>> Begin Text section

The tilt angle sensor in the IMU is an accelerometer and its response was linear when measured in the 0-deg to 90-deg range. The tilt angle was calibrated with a digital protractor with an accuracy of 0.1 deg. As the response of the tilt sensor was linear, the results were corrected by subtracting the error of the reported angle at the centre of the measured range (at a tilt of 45 deg). The average error before calibration was 3.6 deg and after calibration, when measured at different points, was confirmed to be 0.6 deg.



A schematic and photos of the experimental setup used are shown in Fig. 3. The design used ensures that the distance of the camera to the object does not change as it is rotated around the object. Keeping the radial distance invariant as the camera rotates around the object, camera tracking and point cloud registration can be performed by sole use of the azimuth and elevation angles, without requiring knowledge of the distance to the object. In this setup, the camera can be placed at five different elevation angles on each side of the arch by physically detaching and attaching the camera through threaded screws at each position.

Fig. 3

(a) A schematic of the setup showing the elevation (θ) and azimuth (φ) angles as well as the distance of the camera to the centre of the rotation plate (R) and images of the Raspberry Pi camera setup showing (b) the camera under the arch and (c) a full shot of the rotating setup on an optical wafer.


The camera used is a modified Raspberry Pi camera with 5-megapixel resolution. The camera was attached to the front of a custom-made case. The Raspberry Pi board used was connected to the network via an USB Wi-Fi dongle.

The setup was evaluated using two AM manufactured objects printed in acrylonitrile butadiene styrene. The two objects were made to have different types of self-occlusions. The first was a pyramid with a tall ridge self-occlusion [Fig. 4(a)] and the other was a flat object with deep trench self-occlusions [Fig. 4(b)].

Fig. 4

(a) Pyramid-shaped and (b) deep trench 3-D printed objects tested with the flexible fringe projection setup. The size of the pyramid was 10  cm×10  cm×7  cm and the size of the trench object is 10  cm×10  cm×2  cm.


The aim of the first experiment was to demonstrate the system’s ability to avoid the pyramid’s self-occlusions and acquire a larger part of the illuminated object. Two point cloud measurements of the AM manufactured pyramid object [Fig. 4(a)] were performed by moving the camera in two different positions while keeping the projector static. The two views were spaced angularly by 85  deg. The camera’s elevation angle in both cases was 30 deg from normal. By acquiring two different views while keeping the same projection illumination direction, more of the illuminated field was captured. The two point clouds were subsequently aligned to the computer aided design (CAD) model of the object via an iterative closest point (ICP) using CloudCompare (CC) software.26 The point clouds of the two views and the combined registration via ICP are shown in Fig. 5.

Fig. 5

ICP registered point clouds showing the data portion acquired from the two individual camera views as seen from the point of view of the projector. (a) The camera is situated at the left of the projector. (b) The camera at the right of the projector. (c) The combined data acquired from both views overlaid onto the object’s CAD model.

>> End Text section

* [Written request A]: Reproduce the part of the passage on the fringe projection setup that begins at the words "The setup was" and stops after the words "object is 10  cm×10  cm×2  cm.".
* [Written request B]: Rename "distinct instance" to "separate instance" in the records, beginning at the line that has "Please inspect the picture provided and identify forehead." and stopping after the line that has "[293,246,412,354]". Give back only those lines, with nothing else changed.

>> Begin Data listing

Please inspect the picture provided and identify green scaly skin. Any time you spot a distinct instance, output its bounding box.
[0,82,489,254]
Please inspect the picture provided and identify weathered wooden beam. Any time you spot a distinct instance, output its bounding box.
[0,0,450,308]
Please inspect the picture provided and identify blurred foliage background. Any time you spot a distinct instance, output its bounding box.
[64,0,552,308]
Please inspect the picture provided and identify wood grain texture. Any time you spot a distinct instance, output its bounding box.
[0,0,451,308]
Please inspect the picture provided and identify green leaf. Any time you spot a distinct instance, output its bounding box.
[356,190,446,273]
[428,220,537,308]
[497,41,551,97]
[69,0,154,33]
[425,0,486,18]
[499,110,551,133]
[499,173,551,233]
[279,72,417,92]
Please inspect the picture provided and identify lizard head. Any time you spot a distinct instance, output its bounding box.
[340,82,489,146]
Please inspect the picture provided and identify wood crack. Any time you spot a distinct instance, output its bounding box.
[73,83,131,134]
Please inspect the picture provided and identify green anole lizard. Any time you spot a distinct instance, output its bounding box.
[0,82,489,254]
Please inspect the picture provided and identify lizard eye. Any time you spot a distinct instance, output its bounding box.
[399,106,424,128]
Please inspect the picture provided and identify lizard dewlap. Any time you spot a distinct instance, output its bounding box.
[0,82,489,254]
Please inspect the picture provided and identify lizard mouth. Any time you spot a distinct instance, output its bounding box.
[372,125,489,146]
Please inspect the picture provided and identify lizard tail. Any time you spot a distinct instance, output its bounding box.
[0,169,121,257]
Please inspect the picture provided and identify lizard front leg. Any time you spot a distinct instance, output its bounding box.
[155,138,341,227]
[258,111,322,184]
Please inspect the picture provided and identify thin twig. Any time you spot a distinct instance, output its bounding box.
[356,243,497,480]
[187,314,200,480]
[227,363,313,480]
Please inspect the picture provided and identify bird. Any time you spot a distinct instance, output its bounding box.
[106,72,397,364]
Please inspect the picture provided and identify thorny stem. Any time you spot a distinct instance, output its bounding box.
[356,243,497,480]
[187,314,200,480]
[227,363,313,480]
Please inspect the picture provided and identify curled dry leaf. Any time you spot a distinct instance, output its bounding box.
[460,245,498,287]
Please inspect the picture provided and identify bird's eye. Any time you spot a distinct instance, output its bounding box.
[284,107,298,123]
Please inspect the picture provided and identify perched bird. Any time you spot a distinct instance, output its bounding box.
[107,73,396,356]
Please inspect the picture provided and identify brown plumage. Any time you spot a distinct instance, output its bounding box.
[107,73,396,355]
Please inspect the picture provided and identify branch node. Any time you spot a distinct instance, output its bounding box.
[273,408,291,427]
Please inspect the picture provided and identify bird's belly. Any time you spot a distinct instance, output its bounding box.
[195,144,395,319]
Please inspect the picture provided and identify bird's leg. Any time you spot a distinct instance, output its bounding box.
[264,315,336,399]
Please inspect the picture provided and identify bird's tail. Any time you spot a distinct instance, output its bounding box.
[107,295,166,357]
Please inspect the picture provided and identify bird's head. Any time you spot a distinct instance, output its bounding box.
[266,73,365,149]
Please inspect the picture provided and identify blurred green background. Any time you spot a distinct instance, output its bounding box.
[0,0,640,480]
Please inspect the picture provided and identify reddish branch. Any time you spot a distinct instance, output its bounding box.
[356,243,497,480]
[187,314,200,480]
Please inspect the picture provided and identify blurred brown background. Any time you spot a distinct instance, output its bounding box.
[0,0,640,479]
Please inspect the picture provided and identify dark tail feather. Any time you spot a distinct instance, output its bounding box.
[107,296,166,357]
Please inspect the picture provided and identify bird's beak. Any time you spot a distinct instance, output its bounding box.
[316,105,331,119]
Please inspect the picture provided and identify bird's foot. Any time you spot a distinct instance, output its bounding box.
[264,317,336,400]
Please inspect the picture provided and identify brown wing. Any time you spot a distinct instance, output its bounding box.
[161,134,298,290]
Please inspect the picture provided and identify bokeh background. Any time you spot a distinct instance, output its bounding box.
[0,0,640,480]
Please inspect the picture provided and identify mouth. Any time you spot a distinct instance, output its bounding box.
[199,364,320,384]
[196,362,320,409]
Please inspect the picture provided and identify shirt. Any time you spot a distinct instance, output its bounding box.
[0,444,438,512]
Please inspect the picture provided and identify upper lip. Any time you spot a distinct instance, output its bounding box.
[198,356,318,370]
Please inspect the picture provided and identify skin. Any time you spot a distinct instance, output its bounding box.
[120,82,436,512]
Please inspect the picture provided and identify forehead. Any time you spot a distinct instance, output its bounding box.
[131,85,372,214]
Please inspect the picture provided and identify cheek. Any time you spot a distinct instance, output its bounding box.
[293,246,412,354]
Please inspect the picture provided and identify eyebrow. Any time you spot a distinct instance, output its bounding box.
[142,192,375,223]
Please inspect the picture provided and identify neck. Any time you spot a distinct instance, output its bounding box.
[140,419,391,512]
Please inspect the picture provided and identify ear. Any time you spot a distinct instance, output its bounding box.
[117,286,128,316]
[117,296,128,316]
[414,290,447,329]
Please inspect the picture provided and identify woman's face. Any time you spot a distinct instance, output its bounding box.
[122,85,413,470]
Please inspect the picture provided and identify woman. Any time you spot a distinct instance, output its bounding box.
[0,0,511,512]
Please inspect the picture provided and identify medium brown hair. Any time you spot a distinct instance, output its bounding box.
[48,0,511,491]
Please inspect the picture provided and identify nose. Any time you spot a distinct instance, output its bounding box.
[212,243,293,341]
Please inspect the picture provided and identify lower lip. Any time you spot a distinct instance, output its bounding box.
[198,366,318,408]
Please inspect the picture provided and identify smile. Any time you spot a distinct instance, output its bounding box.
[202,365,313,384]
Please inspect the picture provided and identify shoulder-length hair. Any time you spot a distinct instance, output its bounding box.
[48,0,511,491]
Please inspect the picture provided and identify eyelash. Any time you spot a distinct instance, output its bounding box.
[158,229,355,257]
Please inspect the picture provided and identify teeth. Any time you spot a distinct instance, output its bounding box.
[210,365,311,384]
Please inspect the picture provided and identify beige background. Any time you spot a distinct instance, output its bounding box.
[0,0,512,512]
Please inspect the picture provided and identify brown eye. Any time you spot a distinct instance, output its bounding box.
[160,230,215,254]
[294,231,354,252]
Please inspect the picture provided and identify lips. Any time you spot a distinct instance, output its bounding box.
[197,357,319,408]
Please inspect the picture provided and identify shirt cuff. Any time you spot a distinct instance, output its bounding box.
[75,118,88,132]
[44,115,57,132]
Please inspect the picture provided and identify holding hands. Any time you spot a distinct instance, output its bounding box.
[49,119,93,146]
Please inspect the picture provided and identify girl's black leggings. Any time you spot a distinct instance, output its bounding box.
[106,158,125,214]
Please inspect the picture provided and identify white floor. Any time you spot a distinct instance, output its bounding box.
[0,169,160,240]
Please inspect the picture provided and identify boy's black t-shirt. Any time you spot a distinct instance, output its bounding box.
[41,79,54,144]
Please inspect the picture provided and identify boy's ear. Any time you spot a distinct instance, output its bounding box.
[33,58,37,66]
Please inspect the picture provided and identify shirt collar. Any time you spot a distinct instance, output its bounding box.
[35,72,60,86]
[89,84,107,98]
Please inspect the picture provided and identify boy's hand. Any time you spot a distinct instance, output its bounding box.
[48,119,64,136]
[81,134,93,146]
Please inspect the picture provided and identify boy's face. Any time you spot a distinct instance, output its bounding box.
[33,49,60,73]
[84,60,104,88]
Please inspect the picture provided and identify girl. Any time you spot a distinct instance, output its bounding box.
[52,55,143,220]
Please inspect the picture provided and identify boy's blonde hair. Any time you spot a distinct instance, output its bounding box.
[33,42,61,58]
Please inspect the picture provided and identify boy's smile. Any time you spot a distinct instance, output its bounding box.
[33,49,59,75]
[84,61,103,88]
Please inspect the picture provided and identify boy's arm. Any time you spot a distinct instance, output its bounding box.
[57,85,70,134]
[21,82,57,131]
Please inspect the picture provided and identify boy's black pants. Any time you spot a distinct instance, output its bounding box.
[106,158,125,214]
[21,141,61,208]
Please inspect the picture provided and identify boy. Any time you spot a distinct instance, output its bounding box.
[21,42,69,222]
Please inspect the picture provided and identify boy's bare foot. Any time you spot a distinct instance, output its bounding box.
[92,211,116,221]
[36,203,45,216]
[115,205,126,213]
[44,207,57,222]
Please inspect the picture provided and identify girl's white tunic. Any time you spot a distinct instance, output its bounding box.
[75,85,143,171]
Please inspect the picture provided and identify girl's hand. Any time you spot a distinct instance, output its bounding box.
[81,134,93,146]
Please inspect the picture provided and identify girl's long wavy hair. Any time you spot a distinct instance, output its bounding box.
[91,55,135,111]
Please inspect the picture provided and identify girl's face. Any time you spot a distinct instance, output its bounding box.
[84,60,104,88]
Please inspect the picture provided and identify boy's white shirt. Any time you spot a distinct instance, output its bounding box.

>> End Data listing

* [Exercise response A]:
The setup was evaluated using two AM manufactured objects printed in acrylonitrile butadiene styrene. The two objects were made to have different types of self-occlusions. The first was a pyramid with a tall ridge self-occlusion [Fig. 4(a)] and the other was a flat object with deep trench self-occlusions [Fig. 4(b)].

Fig. 4

(a) Pyramid-shaped and (b) deep trench 3-D printed objects tested with the flexible fringe projection setup. The size of the pyramid was 10  cm×10  cm×7  cm and the size of the trench object is 10  cm×10  cm×2  cm.

* [Exercise response B]:
Please inspect the picture provided and identify forehead. Any time you spot a separate instance, output its bounding box.
[131,85,372,214]
Please inspect the picture provided and identify cheek. Any time you spot a separate instance, output its bounding box.
[293,246,412,354]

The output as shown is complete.